======== Metin parçası ========
Markar gençlik yıllarında ona samimi olan herkesin fark ettiği bir huzursuzluk ve hayatta yerini bulamamış olma duygusu taşıyordu. Eğer yaratıcı can sıkıntısı diye bir şey varsa, Markar’ın içinden geçtiği ruh halini tarif etmekteydi. Feriköy’de işlettiği giysi dükkânı ona dar geliyordu, ruhunda buhranlar yaratacak kadar dar. Yerini bulamamış bir tohum gibiydi. Bir çınar tohumu düşünün, saksıda büyümeye mahkûm edilmiş. Bu döneme ait daralma duygusu o kadar baskındır ki, ilk romanının adı, “Şimdinin Dar Odası”, Agos’ taki köşesinin adı, “Dar Kapı”ydı. Darlıktan genişliğe açılan bir yol arıyordu.

Hayatın en önemli iki gününden birincisi doğduğun gündür, ikincisi ise niçin doğduğunu keşfettiğin gün (Mark Twain). O küçük dükkânda derin sancılar ve buhranlar içinde niçin doğduğunu keşfetti. Fikir üretmek, yazmak ve konuşmak için doğmuştu. Sessiz sedasız o dükkânda bir yazar ve düşün adamı oluşmaya başladı. Romanlar kaleme aldı. Agos’a makaleler gönderdi. Hrant Dink’le samimiyet kurdu ve ondan esinlendi. Hrant’ın öldürülmesiyle içindeki yazarlık yangını daha da depreşti. Gazetecilik hayatına atıldı. Saksıdaki çınar tohumu artık ormandaki yerini bulmuştu. Dükkanının küçük ama güvenli ortamını bırakıp gazeteciliğin fırtınalı denizlerine atıldı. Risk almaktan kaçınmadı. Görevler ve sorumluluklar üstlendi. Bazen sabahlara kadar mütevazi ücretlerle çalıştı. Yeni çevreler edindi, tanışıklıklarını çoğalttı ve dostluklar büyüttü. Başarı merdivenlerinden basamak, basamak yükseldi. Televizyon ekranlarının tanıdık bir yüzü haline geldi. Sözü ve yorumları ses getirdi. Politik zekâsı ve yetenekleri keşfedildi ve siyasetin zirvesine taşındı. Türkiye Büyük Millet Meclisinde milletvekili olarak yerini aldı. Ak Parti kurmaylarından birine dönüştü. Bakanların ve başbakanların dostluk sofrasında kabul gördü. Belki bu kadarını kendi de düşlememişti. Şüphesiz hayatının en büyük başarısı olarak görülmesi gereken şerefli zirve Sayın Cumhurbaşkanımız Recep Tayyip Erdoğan’ın şahsi ve ailevi teveccühlerine mazhar olmasıdır.
======== Sağlanan veriler ========
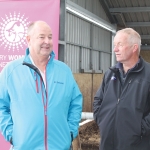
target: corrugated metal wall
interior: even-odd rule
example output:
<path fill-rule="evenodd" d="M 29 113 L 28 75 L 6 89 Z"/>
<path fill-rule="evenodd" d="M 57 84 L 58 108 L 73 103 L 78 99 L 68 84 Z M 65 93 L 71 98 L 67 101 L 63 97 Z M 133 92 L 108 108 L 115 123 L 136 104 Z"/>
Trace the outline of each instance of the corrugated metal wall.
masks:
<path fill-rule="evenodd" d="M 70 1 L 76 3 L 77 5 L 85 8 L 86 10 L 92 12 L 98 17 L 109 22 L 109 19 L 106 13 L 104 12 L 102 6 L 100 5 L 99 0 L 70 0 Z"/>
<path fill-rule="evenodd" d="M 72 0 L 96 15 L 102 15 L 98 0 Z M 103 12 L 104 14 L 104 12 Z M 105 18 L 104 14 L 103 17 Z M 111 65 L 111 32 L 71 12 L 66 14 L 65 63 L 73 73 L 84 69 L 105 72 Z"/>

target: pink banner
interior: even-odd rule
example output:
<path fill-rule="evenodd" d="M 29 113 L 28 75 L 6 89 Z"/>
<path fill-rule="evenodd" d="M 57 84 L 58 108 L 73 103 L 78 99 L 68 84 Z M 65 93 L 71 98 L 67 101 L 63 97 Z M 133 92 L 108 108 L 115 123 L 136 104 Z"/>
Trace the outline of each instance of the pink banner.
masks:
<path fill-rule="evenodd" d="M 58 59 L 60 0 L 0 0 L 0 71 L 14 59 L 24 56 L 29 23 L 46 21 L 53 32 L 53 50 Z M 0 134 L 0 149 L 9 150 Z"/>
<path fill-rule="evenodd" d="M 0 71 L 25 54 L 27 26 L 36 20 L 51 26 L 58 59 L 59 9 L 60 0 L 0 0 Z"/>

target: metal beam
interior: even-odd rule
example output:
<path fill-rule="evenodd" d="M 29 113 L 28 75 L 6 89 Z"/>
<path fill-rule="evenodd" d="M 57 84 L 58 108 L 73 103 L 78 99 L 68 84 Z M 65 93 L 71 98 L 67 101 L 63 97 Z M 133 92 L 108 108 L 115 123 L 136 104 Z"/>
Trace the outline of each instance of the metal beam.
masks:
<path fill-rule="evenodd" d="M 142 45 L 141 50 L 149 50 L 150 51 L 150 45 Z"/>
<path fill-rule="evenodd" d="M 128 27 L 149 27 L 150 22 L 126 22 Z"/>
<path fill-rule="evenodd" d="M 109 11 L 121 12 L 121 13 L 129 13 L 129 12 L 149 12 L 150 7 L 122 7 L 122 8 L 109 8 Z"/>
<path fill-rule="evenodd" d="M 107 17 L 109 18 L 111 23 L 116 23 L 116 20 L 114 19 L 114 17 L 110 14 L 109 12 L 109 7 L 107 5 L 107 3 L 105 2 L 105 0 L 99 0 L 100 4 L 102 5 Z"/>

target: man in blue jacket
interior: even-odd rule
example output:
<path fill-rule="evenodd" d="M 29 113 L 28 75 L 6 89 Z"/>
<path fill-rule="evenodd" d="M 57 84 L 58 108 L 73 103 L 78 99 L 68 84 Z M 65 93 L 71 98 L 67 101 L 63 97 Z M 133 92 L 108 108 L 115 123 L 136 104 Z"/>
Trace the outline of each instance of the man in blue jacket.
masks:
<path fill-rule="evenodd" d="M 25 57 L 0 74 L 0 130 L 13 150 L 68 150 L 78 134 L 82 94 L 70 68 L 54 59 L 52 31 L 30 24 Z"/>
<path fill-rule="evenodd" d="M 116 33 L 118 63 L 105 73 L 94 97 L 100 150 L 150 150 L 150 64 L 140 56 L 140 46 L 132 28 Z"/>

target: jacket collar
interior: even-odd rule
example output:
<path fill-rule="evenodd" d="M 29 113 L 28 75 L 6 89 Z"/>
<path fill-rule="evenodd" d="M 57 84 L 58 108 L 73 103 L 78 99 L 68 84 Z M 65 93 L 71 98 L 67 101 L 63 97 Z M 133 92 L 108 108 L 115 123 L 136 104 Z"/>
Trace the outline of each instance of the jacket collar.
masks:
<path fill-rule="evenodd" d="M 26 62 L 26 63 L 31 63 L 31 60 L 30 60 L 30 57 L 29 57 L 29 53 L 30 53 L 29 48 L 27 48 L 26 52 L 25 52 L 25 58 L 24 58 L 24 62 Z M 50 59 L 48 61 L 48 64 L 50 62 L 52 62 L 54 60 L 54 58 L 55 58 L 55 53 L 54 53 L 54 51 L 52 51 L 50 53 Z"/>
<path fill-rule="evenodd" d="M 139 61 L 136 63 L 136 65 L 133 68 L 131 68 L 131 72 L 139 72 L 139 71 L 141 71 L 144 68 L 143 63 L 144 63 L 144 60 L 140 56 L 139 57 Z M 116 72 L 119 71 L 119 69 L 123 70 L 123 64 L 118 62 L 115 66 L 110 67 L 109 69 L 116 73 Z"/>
========
▸ **Görev talimatı**
Markar'ı anlatan metinden "Markar gençlik yıllarında" sözleriyle başlayıp "bir yol arıyordu." sözleriyle biten bölümü hiç değiştirmeden yazın.

▸ **Aşağıdaki yanıt**
Markar gençlik yıllarında ona samimi olan herkesin fark ettiği bir huzursuzluk ve hayatta yerini bulamamış olma duygusu taşıyordu. Eğer yaratıcı can sıkıntısı diye bir şey varsa, Markar’ın içinden geçtiği ruh halini tarif etmekteydi. Feriköy’de işlettiği giysi dükkânı ona dar geliyordu, ruhunda buhranlar yaratacak kadar dar. Yerini bulamamış bir tohum gibiydi. Bir çınar tohumu düşünün, saksıda büyümeye mahkûm edilmiş. Bu döneme ait daralma duygusu o kadar baskındır ki, ilk romanının adı, “Şimdinin Dar Odası”, Agos’ taki köşesinin adı, “Dar Kapı”ydı. Darlıktan genişliğe açılan bir yol arıyordu.